(Goal) Reproduce the entire listing below, keeping every line unchanged.

***

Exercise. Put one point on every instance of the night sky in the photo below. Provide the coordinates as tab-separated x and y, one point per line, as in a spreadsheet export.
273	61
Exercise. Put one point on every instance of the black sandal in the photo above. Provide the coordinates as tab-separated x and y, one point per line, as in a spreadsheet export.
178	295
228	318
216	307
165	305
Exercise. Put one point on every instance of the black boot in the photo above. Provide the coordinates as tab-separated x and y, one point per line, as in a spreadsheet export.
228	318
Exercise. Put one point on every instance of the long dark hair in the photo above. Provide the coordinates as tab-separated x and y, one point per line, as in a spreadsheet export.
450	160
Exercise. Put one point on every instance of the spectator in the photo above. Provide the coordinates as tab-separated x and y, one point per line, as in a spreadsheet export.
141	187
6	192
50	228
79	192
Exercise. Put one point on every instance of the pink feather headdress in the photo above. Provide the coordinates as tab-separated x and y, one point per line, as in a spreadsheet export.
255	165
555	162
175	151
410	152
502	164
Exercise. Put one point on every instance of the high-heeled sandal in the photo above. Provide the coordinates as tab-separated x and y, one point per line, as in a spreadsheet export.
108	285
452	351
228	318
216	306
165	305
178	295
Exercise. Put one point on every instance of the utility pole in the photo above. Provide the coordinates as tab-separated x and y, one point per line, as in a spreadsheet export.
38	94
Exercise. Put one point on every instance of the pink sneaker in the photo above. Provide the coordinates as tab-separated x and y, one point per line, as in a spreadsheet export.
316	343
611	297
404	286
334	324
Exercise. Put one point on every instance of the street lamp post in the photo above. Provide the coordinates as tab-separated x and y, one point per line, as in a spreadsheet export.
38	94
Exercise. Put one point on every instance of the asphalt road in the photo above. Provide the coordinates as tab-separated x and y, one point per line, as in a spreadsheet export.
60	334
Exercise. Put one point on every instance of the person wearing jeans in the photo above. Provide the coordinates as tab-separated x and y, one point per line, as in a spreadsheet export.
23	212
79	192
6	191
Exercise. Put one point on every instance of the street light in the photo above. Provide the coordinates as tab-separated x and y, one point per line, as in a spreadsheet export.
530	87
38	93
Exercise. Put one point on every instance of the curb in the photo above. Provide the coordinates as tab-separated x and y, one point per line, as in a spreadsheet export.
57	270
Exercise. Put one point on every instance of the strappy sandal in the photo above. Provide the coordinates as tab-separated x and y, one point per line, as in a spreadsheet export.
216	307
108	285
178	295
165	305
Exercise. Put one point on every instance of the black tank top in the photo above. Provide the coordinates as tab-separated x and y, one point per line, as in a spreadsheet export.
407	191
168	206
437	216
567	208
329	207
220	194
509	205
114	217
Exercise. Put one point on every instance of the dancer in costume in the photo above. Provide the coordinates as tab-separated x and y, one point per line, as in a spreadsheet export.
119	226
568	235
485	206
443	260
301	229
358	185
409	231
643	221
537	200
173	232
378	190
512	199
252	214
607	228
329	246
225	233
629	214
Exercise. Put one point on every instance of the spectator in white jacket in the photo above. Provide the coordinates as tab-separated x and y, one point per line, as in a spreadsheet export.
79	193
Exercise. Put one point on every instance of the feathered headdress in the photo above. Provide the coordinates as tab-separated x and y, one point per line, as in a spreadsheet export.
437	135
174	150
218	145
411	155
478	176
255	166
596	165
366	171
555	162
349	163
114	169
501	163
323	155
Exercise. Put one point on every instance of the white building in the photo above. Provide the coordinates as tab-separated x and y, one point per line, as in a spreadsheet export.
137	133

***

(Response for this exercise)
Exercise. Put one point on every instance of the night sky in the photo below. Provide the coordinates as tab-separated x and y, one point per line, as in a spreadsheet export.
273	61
Exercise. Put one point on every instance of the black sandal in the photo above. Provide the coordinates as tab-separated x and y, one point per line, as in a spreadsheet export.
178	295
228	318
216	307
165	305
Exercise. Put one point on every instance of the black boot in the photo above. Provide the coordinates as tab-separated x and y, one point per line, as in a spreadsheet export.
228	318
Exercise. Put one point on every instance of the long dark hair in the photo above. Provide the coordinates as tab-separated x and y, one point per line, as in a spreadsheet export.
450	160
Exercise. Put one point on every instance of the spectator in the photo above. Provide the coordinates as tab-separated x and y, one point per line, as in a spreadsheet export.
141	187
6	192
50	228
79	192
Exercise. Put one point on every instance of the pink feather headdress in the photo above. Provide the coordinates as tab-separated x and y, one point per line, as in a spreadsheet export.
255	165
555	162
175	151
410	152
502	164
Exercise. Put one point on every instance of the high-heeled sandal in the photo above. Provide the coordinates as tab-separated x and y, one point per line, as in a spreadsheet export.
108	285
452	351
228	318
216	306
165	305
178	295
Exercise. Put one point on every instance of the utility pole in the photo above. Provide the coordinates as tab-separated x and y, one point per line, as in a spreadsheet export.
38	94
Exercise. Put one point on every instance of the pink sneaker in the photo above. Provide the coordinates as tab-separated x and y, one point per line, as in a spreadsheet export.
316	343
611	297
404	286
334	324
Exercise. Put one point on every instance of the street lamp post in the photo above. Provide the coordinates as tab-separated x and y, one point per line, as in a spreadsheet export.
38	94
Exercise. Put one point on every instance of the asphalt road in the photo above. Provide the coordinates as tab-separated x and y, one point per line, as in a spreadsheet export.
60	334
Exercise. Put one point on every instance of the person wearing jeans in the photo above. Provide the coordinates as tab-separated x and y, one point per line, as in a spreadsheet export.
23	212
79	192
6	191
Exercise. Put one point on every instance of the street light in the photo above. Provide the coordinates as tab-separated x and y, one point per line, as in a spreadsheet export.
530	87
38	93
Exercise. Put one point on every instance of the curb in the photo above. Provide the coordinates as tab-separated x and y, one point per line, as in a spreadsheet export.
57	270
Exercise. Put one point on every instance of the strappy sandal in the photo above. Provide the coordinates as tab-separated x and y, one point per line, as in a spreadsheet export.
216	307
108	285
178	295
165	305
Exercise. Put one point on every instance of the black tank top in the photo above. Provide the coordinates as tab-separated x and y, one point per line, as in a spreadsheet export.
407	191
168	206
437	216
567	208
329	207
220	194
509	205
114	217
Exercise. Put one point on every instance of the dancer in costume in the photo above. Provide the coordinates as tab-separated x and y, one point per line, as in a spreadsheet export.
119	226
568	235
485	206
443	260
301	229
358	185
409	231
643	221
537	200
173	232
378	190
512	199
252	214
607	228
329	246
225	233
629	214
Exercise. Put one point on every instance of the spectator in white jacket in the photo above. Provide the coordinates as tab-separated x and y, one point per line, as in a spreadsheet export.
79	193
Exercise. Put one point on every instance of the feathered headdress in the photo above. Provide the coordinates as tab-separated x and y, one point per line, as in a spreadsheet export.
437	135
174	150
218	145
411	155
478	176
255	166
596	165
366	171
555	162
349	163
114	169
501	163
323	155
Exercise. Put one point on every instance of the white building in the photo above. Provide the coordinates as tab-separated x and y, one point per line, as in a spreadsheet export.
137	133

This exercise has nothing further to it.